* _CHALLENGE 1_: Name every person who appears in the TPM patch message.

* _DOCUMENT PASSAGE_:

-=-=-

For example, cyclitest measures ~400us latency spikes when a non-RT
usermode application communicates with an SPI-based TPM chip (Intel Atom
E3940 system, PREEMPT_RT kernel). The spikes are caused by a
stalling ioread8() operation following a sequence of 30+ iowrite8()s to
the same address. I believe this happens because the write sequence is
buffered (in CPU or somewhere along the bus), and gets flushed on the
first LOAD instruction (ioread*()) that follows.

The enclosed change appears to fix this issue: read the TPM chip's
access register (status code) after every iowrite*() operation to
amortize the cost of flushing data to chip across multiple instructions.

Signed-off-by: Haris Okanovic <haris.okanovic@xxxxxx>
Link: https://lore.kernel.org/r/20230323153436.B2SATnZV@xxxxxxxxxxxxx
Signed-off-by: Sebastian Andrzej Siewior <bigeasy@xxxxxxxxxxxxx>
---
v1…v2:
  - Updated/ added comments as per Jarkko Sakkinen.

On 2023-03-30 03:25:34 [+0300], Jarkko Sakkinen wrote:
…
> I would replace this with:
> 
> /*
>  * Flush previous write operations with a dummy read operation to the 
>  * TPM MMIO base address.
>  */
> 
>  I think rest of the reasoning would be better place to the functions,
>  which are call sites for this helper, and here it would be make more
>  sense to explain what it actually does.
…
> 
> Thanks for catching this up. It is a small code change but I think that it
> would deserve just a bit more documentation, as it would make sure that the
> reasoning you gave is taken into account in the future code reviews.
> 
> I think that if you append what I suggested above (you can use your
> judgement and edit as you will), it should be sufficient.

Did as asked. However, it is a bit misleading given that the comment
above tpm_tis_iowrite*() describes the flush behaviour which is
conditional on CONFIG_PREEMPT_RT. Do you want this flush unconditionally
or you fine the way it is?

 drivers/char/tpm/tpm_tis.c |   43 +++++++++++++++++++++++++++++++++++++++++--
 1 file changed, 41 insertions(+), 2 deletions(-)

--- a/drivers/char/tpm/tpm_tis.c
+++ b/drivers/char/tpm/tpm_tis.c
@@ -50,6 +50,45 @@ static inline struct tpm_tis_tcg_phy *to
 	return container_of(data, struct tpm_tis_tcg_phy, priv);
 }
 
+#ifdef CONFIG_PREEMPT_RT
+/*
+ * Flush previous write operations with a dummy read operation to the
+ * TPM MMIO base address.
+ */
+static inline void tpm_tis_flush(void __iomem *iobase)
+{
+	ioread8(iobase + TPM_ACCESS(0));
+}
+#else
+#define tpm_tis_flush(iobase) do { } while (0)
+#endif
+
+/*
+ * Write a byte word to the TPM MMIO address, and flush the write queue.

-=-=-

* _CHALLENGE 2_: Gather each line of the entries that contains the word "black", matching its case.

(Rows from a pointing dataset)
-=-=-

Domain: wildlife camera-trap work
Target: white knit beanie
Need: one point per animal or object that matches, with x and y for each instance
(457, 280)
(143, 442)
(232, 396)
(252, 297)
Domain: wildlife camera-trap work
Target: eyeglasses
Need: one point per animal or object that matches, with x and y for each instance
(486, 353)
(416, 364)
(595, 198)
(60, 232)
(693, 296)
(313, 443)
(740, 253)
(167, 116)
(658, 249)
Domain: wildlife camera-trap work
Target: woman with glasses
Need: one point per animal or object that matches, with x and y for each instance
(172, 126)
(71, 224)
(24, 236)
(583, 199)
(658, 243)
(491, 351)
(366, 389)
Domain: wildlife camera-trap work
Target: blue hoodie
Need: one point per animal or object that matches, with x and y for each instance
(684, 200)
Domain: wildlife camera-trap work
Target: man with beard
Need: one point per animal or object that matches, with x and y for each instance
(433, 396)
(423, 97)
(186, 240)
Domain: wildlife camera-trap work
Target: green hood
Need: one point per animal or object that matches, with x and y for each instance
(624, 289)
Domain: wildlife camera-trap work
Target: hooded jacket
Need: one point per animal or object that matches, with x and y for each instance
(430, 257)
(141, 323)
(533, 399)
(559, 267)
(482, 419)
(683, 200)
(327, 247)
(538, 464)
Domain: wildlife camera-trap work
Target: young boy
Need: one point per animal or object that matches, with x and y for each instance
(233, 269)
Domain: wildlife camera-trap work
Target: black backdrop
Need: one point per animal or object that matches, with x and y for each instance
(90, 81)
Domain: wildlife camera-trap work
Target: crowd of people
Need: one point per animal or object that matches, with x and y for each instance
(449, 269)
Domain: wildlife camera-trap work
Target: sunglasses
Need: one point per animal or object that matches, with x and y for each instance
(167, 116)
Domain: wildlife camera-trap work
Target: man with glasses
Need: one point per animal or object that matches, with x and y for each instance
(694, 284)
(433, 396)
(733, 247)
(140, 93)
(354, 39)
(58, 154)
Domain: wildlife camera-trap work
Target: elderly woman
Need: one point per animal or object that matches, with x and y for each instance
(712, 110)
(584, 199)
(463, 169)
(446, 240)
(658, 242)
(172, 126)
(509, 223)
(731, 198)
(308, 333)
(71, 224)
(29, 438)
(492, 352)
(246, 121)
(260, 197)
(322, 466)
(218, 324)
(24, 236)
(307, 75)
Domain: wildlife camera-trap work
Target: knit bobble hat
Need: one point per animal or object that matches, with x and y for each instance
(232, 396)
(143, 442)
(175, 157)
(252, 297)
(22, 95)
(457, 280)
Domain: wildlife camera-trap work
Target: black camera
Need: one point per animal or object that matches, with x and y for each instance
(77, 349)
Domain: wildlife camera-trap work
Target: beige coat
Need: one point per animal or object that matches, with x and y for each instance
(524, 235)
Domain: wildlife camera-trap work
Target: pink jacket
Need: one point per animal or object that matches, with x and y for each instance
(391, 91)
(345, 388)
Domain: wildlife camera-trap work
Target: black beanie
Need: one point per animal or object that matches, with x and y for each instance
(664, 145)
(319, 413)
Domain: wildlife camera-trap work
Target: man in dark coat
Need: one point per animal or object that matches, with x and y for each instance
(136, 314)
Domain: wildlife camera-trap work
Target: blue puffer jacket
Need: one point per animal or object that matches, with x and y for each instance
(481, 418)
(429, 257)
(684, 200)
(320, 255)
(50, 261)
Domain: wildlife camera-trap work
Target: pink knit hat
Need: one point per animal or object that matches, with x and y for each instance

-=-=-

* _WORKED SOLUTION 1_: Haris Okanovic, Sebastian Andrzej Siewior, Jarkko Sakkinen

* _WORKED SOLUTION 2_:
Target: black backdrop
Target: black camera
Target: black beanie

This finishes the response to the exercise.